=== Daftar Data ===

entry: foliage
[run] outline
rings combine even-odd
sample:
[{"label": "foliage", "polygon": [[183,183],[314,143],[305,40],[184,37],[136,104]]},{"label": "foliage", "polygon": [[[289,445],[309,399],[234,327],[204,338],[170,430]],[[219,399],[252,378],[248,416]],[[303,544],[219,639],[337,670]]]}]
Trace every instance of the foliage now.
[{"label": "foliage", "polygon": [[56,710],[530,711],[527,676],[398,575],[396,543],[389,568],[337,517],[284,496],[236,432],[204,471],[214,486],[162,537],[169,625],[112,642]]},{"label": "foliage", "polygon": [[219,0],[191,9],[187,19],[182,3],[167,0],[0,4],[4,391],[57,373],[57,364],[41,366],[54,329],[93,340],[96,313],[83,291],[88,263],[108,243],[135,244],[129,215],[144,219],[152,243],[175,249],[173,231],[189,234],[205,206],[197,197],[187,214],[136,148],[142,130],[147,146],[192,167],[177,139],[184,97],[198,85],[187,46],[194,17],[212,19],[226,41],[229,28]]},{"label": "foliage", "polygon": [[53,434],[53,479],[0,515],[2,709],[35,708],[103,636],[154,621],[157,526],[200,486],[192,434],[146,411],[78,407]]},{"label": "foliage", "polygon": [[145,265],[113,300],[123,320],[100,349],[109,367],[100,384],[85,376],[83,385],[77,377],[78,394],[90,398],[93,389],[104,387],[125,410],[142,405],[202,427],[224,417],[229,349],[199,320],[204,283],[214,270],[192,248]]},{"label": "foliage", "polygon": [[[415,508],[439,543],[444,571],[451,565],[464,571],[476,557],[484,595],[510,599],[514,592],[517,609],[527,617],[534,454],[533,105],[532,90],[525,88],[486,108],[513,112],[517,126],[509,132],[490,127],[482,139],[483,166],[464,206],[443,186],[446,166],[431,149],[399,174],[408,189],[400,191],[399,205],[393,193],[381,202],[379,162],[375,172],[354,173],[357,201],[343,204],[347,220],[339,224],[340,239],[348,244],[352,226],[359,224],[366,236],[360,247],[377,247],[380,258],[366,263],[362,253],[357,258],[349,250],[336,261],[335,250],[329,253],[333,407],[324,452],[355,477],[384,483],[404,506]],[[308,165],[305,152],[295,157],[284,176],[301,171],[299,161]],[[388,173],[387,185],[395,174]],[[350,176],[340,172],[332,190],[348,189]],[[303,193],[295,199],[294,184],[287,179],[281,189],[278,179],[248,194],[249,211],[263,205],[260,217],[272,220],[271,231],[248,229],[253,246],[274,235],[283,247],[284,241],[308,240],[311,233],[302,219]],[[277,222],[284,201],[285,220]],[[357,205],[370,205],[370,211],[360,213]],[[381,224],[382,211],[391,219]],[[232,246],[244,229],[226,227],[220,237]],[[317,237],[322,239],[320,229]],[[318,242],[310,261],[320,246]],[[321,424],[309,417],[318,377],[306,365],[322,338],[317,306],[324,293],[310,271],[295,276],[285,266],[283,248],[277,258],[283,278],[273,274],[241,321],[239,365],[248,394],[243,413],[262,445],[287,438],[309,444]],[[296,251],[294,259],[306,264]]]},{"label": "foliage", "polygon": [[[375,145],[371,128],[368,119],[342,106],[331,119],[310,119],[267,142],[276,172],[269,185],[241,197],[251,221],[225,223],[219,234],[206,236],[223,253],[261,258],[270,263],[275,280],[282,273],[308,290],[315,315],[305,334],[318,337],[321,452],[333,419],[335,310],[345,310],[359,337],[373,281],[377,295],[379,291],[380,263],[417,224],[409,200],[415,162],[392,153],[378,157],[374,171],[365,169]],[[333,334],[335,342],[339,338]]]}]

===

■ **Latihan**: Tuliskan kembali seluruh baris daftar di atas tanpa mengubah satu karakter pun.

■ **Hasil Tugas**:
entry: foliage
[run] outline
rings combine even-odd
sample:
[{"label": "foliage", "polygon": [[183,183],[314,143],[305,40],[184,37],[136,104]]},{"label": "foliage", "polygon": [[[289,445],[309,399],[234,327],[204,338],[170,430]],[[219,399],[252,378],[248,416]],[[303,544],[219,639],[337,670]]]}]
Trace every instance of the foliage now.
[{"label": "foliage", "polygon": [[56,710],[530,711],[527,676],[398,575],[396,543],[389,568],[337,517],[284,496],[236,432],[204,471],[214,486],[162,537],[169,625],[112,642]]},{"label": "foliage", "polygon": [[219,0],[191,9],[187,19],[182,3],[167,0],[0,4],[4,391],[57,373],[57,364],[41,366],[54,329],[93,340],[96,313],[83,291],[88,263],[108,243],[135,244],[129,215],[144,219],[152,243],[175,249],[173,231],[189,234],[205,206],[197,197],[187,214],[136,148],[142,130],[147,146],[192,167],[177,139],[184,97],[198,85],[187,46],[194,17],[212,19],[226,41],[229,28]]},{"label": "foliage", "polygon": [[53,434],[53,479],[0,515],[2,709],[35,708],[103,636],[154,621],[157,526],[200,486],[192,434],[146,411],[78,407]]},{"label": "foliage", "polygon": [[145,265],[113,300],[123,320],[100,349],[109,367],[100,384],[85,376],[83,385],[77,377],[78,394],[90,398],[93,389],[104,387],[125,410],[142,405],[202,427],[224,417],[229,349],[199,320],[204,283],[214,270],[192,248]]},{"label": "foliage", "polygon": [[[415,508],[439,543],[444,571],[451,565],[464,571],[476,557],[484,595],[510,599],[514,592],[517,609],[527,617],[534,454],[533,105],[532,90],[525,88],[486,108],[513,112],[517,126],[509,132],[490,127],[482,139],[483,166],[464,206],[443,186],[446,166],[431,149],[399,174],[408,189],[400,191],[399,205],[393,193],[381,202],[379,162],[375,172],[354,173],[357,201],[343,204],[347,220],[339,224],[340,239],[348,244],[352,226],[359,224],[366,236],[360,247],[377,247],[380,258],[366,263],[362,253],[357,258],[349,250],[336,261],[335,250],[329,253],[333,407],[324,452],[355,477],[384,483],[404,506]],[[308,165],[305,152],[295,157],[284,176],[301,171],[299,161]],[[388,173],[387,185],[395,174]],[[350,176],[340,172],[332,190],[348,189]],[[303,193],[295,199],[294,184],[287,179],[281,189],[278,179],[248,194],[249,211],[263,205],[260,217],[272,220],[271,231],[248,229],[253,246],[274,235],[283,247],[284,241],[308,240],[311,233],[302,219]],[[277,222],[284,201],[285,220]],[[357,205],[370,205],[370,211],[360,213]],[[381,224],[382,211],[391,219]],[[232,246],[244,229],[226,227],[220,237]],[[317,237],[322,239],[320,229]],[[318,242],[310,261],[320,246]],[[321,424],[309,417],[318,377],[306,365],[322,338],[317,306],[324,293],[310,271],[295,276],[285,266],[283,248],[277,258],[283,278],[273,274],[241,321],[239,365],[248,394],[243,413],[262,445],[287,438],[309,444]],[[296,251],[294,259],[306,264]]]},{"label": "foliage", "polygon": [[[375,145],[371,128],[368,119],[342,106],[331,119],[310,119],[267,142],[276,172],[269,185],[241,197],[251,221],[225,223],[219,234],[206,236],[223,253],[261,258],[270,263],[275,280],[282,273],[308,290],[315,315],[305,334],[318,337],[321,452],[333,419],[335,310],[345,310],[359,337],[373,281],[377,295],[379,291],[380,263],[417,224],[409,200],[415,162],[392,153],[378,157],[374,171],[365,169]],[[333,334],[335,342],[339,338]]]}]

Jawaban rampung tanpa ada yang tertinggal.